-- begin Data listing --
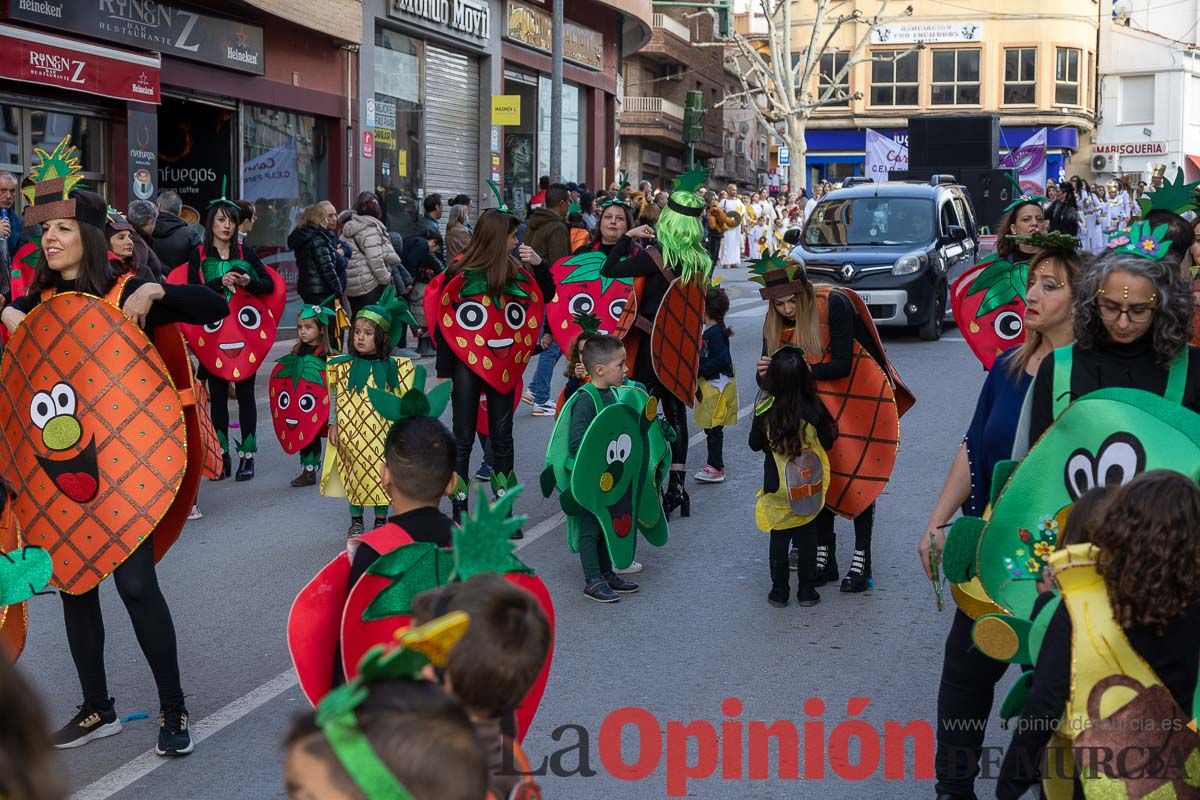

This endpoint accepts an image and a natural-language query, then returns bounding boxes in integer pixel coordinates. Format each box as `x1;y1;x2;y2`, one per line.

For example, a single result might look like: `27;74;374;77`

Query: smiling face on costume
1096;271;1158;344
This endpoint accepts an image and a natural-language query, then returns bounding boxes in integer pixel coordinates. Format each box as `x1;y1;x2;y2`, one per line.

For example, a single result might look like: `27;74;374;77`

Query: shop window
871;50;920;106
930;49;979;106
1004;47;1038;106
1054;47;1080;106
373;28;425;236
817;53;850;108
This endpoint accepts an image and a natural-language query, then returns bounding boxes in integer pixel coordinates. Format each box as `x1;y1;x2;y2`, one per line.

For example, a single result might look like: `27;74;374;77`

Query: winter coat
338;211;400;297
150;211;200;272
288;225;342;305
524;209;571;264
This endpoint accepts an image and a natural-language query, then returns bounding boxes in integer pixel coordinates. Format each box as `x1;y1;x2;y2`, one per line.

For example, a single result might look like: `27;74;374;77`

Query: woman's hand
121;283;166;327
0;306;25;333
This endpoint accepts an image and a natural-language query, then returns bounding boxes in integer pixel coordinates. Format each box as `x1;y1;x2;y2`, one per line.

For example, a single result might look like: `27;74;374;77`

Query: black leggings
934;609;1008;794
209;373;258;441
450;357;514;480
59;540;184;708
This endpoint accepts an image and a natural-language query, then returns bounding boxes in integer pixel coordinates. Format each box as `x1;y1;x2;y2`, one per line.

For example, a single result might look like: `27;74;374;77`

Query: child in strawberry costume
425;207;554;521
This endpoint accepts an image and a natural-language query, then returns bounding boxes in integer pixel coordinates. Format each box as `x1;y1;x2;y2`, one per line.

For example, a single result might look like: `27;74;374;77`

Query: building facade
619;8;725;188
736;0;1109;186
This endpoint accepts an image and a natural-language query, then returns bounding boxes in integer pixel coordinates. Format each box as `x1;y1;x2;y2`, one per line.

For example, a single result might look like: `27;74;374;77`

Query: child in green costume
568;336;637;603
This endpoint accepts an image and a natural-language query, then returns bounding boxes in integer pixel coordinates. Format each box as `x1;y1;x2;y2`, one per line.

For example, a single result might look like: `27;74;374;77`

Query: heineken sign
7;0;264;76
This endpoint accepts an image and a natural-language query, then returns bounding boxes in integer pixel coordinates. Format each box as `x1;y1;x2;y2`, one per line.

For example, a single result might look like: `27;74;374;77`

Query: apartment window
871;50;920;106
930;49;979;106
1004;47;1038;106
817;53;850;106
1054;47;1081;106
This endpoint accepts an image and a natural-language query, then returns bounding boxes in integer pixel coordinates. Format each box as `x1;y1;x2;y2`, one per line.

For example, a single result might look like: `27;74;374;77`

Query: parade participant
600;168;713;517
1019;221;1200;452
413;573;552;798
950;189;1045;369
268;297;337;488
0;139;229;756
750;344;838;608
996;470;1200;800
320;285;413;540
283;612;487;800
692;287;738;483
176;182;286;481
917;233;1084;800
750;253;914;593
425;199;554;522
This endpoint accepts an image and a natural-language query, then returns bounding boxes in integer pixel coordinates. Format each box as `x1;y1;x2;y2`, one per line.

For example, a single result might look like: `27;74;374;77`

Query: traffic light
683;89;704;144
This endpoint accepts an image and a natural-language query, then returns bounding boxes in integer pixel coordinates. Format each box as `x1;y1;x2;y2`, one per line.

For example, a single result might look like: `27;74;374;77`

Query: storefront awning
0;25;161;103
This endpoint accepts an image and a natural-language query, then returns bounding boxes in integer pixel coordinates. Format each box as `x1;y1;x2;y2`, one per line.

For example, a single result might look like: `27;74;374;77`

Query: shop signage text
0;25;161;103
504;0;604;70
871;23;983;44
8;0;263;76
388;0;492;40
1094;142;1166;156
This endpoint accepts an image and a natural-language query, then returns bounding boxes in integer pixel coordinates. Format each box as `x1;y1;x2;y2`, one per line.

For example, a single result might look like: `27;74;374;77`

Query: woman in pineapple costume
600;168;713;517
425;201;554;522
320;287;413;539
0;139;229;756
750;252;914;593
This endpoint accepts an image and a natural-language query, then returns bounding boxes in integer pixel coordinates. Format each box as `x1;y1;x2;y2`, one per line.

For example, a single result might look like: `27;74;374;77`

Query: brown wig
1092;470;1200;634
446;209;518;297
413;573;550;717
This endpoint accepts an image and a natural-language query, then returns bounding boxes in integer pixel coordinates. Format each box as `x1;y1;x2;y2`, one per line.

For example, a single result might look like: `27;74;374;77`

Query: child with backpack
750;345;838;608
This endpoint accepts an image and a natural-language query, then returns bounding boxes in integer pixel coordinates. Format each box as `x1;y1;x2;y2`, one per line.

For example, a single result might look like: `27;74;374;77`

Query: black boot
767;559;792;608
233;456;254;481
841;547;875;593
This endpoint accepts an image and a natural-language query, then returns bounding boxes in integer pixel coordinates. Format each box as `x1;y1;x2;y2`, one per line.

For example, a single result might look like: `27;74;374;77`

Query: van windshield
804;197;934;247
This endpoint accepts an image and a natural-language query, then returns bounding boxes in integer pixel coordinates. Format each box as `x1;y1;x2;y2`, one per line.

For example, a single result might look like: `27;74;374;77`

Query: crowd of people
0;143;1200;800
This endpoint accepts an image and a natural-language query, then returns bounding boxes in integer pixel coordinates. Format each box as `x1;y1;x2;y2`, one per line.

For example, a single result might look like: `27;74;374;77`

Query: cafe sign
504;0;604;70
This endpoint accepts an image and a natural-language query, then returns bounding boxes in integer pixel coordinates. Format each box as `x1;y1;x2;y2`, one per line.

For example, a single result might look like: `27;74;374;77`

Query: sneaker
604;572;637;595
533;402;558;416
154;703;196;758
50;699;121;750
583;578;620;603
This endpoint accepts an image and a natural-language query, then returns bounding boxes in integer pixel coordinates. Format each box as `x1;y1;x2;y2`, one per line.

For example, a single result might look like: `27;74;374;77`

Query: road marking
71;395;754;800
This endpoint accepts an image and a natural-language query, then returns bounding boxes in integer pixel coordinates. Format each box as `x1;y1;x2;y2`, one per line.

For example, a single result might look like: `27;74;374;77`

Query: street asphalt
18;271;1015;800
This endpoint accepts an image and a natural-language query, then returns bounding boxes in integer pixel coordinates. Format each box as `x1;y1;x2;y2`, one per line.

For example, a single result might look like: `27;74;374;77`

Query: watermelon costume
0;139;229;754
750;252;914;593
600;168;713;517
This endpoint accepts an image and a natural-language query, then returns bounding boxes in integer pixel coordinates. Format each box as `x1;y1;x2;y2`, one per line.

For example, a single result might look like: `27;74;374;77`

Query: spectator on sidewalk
150;190;200;272
522;184;571;416
337;192;403;317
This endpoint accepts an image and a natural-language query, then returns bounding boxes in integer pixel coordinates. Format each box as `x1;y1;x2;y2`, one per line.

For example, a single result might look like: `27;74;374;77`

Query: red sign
0;25;161;103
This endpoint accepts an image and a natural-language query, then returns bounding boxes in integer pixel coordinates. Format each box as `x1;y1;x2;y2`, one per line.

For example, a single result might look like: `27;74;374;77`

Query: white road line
71;403;754;800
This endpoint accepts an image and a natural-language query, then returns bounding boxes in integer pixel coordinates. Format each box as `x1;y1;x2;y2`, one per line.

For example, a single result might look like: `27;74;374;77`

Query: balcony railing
653;14;691;42
620;95;683;120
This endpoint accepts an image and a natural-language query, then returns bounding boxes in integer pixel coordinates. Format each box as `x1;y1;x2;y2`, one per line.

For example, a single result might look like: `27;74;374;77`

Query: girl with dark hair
750;345;838;608
187;197;276;481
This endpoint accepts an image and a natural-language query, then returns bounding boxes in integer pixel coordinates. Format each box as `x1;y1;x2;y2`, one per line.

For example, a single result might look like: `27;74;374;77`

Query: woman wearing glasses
1028;244;1200;446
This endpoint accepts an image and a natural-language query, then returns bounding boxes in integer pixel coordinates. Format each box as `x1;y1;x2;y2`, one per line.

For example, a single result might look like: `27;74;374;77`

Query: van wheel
-- end Data listing --
Set task: Can you find every line in the rows above that contains the word "road" and copy each one out in full?

Output below:
Query: road marking
Query: white road line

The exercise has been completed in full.